Records for this task:
....

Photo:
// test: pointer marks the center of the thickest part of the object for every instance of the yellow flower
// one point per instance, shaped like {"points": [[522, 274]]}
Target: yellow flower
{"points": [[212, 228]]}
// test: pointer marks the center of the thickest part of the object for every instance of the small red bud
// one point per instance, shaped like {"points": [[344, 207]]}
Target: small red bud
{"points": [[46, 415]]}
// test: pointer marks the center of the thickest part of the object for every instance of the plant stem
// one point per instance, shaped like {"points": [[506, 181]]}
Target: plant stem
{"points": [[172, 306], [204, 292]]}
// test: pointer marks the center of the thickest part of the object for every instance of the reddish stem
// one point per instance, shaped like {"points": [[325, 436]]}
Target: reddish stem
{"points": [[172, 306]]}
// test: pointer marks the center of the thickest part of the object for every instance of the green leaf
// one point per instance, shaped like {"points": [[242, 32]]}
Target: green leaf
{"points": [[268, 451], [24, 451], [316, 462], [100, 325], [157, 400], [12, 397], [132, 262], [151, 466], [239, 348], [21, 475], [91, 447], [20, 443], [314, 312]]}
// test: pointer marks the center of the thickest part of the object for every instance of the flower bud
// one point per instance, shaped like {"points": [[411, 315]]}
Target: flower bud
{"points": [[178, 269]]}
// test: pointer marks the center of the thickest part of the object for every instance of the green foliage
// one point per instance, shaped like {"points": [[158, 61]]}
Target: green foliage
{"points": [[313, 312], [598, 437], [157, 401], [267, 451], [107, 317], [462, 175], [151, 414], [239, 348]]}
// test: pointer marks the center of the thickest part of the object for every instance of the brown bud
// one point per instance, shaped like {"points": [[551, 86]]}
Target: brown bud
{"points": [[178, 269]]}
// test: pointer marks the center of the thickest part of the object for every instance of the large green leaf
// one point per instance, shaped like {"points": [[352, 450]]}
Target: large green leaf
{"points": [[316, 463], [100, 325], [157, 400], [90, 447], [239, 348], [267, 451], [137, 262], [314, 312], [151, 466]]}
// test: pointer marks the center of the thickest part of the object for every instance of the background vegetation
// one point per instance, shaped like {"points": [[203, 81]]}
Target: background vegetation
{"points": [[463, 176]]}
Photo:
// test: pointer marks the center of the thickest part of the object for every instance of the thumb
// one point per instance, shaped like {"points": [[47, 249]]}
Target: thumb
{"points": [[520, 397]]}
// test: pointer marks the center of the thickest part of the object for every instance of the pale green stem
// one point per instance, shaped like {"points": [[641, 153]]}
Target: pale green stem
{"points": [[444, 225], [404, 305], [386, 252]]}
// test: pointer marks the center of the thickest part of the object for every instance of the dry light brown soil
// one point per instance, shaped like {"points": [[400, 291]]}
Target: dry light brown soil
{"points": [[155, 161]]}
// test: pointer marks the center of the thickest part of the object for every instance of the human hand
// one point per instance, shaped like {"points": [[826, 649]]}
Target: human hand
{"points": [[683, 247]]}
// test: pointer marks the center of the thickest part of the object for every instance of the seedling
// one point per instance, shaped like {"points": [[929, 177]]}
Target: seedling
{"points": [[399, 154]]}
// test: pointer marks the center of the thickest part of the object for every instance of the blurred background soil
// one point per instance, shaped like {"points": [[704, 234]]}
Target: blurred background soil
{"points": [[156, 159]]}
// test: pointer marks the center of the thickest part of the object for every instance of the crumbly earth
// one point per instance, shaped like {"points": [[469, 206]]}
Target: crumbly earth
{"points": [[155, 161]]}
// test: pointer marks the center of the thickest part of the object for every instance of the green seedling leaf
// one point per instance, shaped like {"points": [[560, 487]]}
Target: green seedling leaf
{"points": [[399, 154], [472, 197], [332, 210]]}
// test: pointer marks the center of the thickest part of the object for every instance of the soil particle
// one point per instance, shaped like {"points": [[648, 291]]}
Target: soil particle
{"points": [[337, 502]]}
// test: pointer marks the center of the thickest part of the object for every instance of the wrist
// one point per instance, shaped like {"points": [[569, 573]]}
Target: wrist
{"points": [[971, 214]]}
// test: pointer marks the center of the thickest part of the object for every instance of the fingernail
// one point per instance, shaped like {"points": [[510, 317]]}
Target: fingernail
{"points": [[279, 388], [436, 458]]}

....

Short task:
Switch "thickest part" to "widest part" in every one of the entries above. Reproduce the lines with nothing else altered.

Output for this task:
Photo:
// test: pointer marks the center of the widest part of the object for every instance of the yellow flower
// one point per instance, shaped like {"points": [[522, 274]]}
Target: yellow flower
{"points": [[212, 228]]}
// test: pointer marks the center of the widest part of the object for every instance of the small red bud
// one point per instance, shaped like {"points": [[344, 207]]}
Target: small red bud
{"points": [[46, 415]]}
// test: pointer marks the center of the widest part of the object for every instance of the plant stem
// one point per instance, shaped like {"points": [[506, 181]]}
Target: plant stem
{"points": [[172, 306], [204, 292]]}
// test: pointer marks the center of the widest part of the object for every instance of the reddish stem
// one point per instance, shaped like {"points": [[325, 436]]}
Target: reddish stem
{"points": [[172, 306]]}
// test: pointer marks the center of the widest part of the object for every instance of the green leaf
// one point per instance, shaped like {"points": [[242, 32]]}
Target: green leaf
{"points": [[268, 451], [24, 451], [316, 462], [100, 325], [157, 400], [12, 397], [132, 262], [151, 466], [239, 348], [21, 475], [91, 447], [20, 443], [314, 312]]}
// test: pointer marks the center of the widest part of the object for every instance of the flower bud
// one point per instance, shaped like {"points": [[411, 315]]}
Target: flower bud
{"points": [[178, 269]]}
// test: pointer marks the center of the widest part of the object for every instance of the green foliage
// one point per instance, shaped like {"points": [[158, 61]]}
Target: green foliage
{"points": [[313, 312], [598, 437], [157, 401], [267, 451], [107, 317], [462, 175], [151, 414], [239, 348]]}
// test: pointer marks the center of the widest part of the object for every instance of the brown bud
// one point per instance, shaped like {"points": [[551, 86]]}
Target: brown bud
{"points": [[178, 269]]}
// test: pointer marks the center of the widest part of the object for every instance of the large green leaf
// one point per instance, shaped like {"points": [[352, 450]]}
Target: large green leaf
{"points": [[316, 463], [100, 325], [157, 400], [90, 447], [239, 348], [267, 451], [137, 262], [314, 312], [151, 466]]}
// test: pointer marks the center of the widest part of the object for every instance of the background vegetation
// one point per instance, shaped like {"points": [[203, 81]]}
Target: background vegetation
{"points": [[463, 176]]}
Photo:
// test: pointer marks the center of the widest part of the object for every instance of the thumb
// one point per instance, shaped like {"points": [[47, 249]]}
Target: thumb
{"points": [[520, 397]]}
// test: pointer marks the center of the widest part of the object for every instance of the pale green stem
// one point per instance, shaped like {"points": [[641, 153]]}
Target: pale green stem
{"points": [[444, 225], [404, 305], [386, 252]]}
// test: pointer marks the center of the widest part of the object for every instance of the dry light brown soil
// one point per instance, shaped like {"points": [[400, 291]]}
Target: dry light brown soil
{"points": [[155, 161]]}
// test: pointer marks the center of the widest part of the object for every instance of the human hand
// one point per instance, shaped like {"points": [[826, 649]]}
Target: human hand
{"points": [[683, 247]]}
// test: pointer marks the center of the widest part of the object for every instance of the seedling
// one point per instance, shaped like {"points": [[929, 177]]}
Target: seedling
{"points": [[399, 154]]}
// test: pointer marks the center of the widest part of the object for every instance of the blurred background soil
// one point per instance, shaped like {"points": [[704, 234]]}
Target: blurred background soil
{"points": [[156, 159]]}
// test: pointer marks the center of the widest part of the object for every instance of the crumbly earth
// one point per instance, shaped like {"points": [[469, 206]]}
Target: crumbly earth
{"points": [[155, 161]]}
// test: pointer marks the center of the widest part of the object for every instance of the green seedling leaf
// one point per instance, shaped like {"points": [[560, 487]]}
Target: green seedling leaf
{"points": [[399, 154], [472, 197], [332, 210]]}
// test: pointer marks the center of the widest part of the object for every instance of the soil particle
// one point per instance, shaped like {"points": [[648, 291]]}
Target: soil particle
{"points": [[337, 502]]}
// test: pointer marks the center of the widest part of the object for every instance of the wrist
// one point per instance, shaped like {"points": [[569, 573]]}
Target: wrist
{"points": [[971, 214]]}
// test: pointer marks the center of the widest part of the object for every instance of the fingernail
// one point per instance, shaped like {"points": [[510, 317]]}
Target: fingernail
{"points": [[279, 388], [436, 458]]}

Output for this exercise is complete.